The problem: In the items below, copy the stretch from the line containing "Where can the rusted" through the end of the items, switching "rusted metal hull" to "corroded steel hull" and leaving everything else unchanged.

Data in this exercise:
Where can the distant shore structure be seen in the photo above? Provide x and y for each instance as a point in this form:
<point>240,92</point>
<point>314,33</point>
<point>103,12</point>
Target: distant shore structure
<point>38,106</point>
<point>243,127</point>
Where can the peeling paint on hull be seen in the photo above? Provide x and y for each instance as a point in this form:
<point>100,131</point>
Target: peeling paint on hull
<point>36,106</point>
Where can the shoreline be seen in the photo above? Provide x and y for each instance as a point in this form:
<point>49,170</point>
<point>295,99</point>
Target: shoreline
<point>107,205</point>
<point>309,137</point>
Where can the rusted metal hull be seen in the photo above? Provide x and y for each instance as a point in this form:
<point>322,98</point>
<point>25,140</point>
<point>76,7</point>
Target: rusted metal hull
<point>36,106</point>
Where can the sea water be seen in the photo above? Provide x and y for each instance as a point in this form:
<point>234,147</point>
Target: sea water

Task result:
Where can the corroded steel hull be seen in the photo above? Provide x and y for each instance as a point in this form:
<point>322,98</point>
<point>25,140</point>
<point>76,7</point>
Target: corroded steel hull
<point>36,106</point>
Where can the sea water be seen in the photo above? Provide x and y for each instance as a point in this form:
<point>234,147</point>
Target: sea water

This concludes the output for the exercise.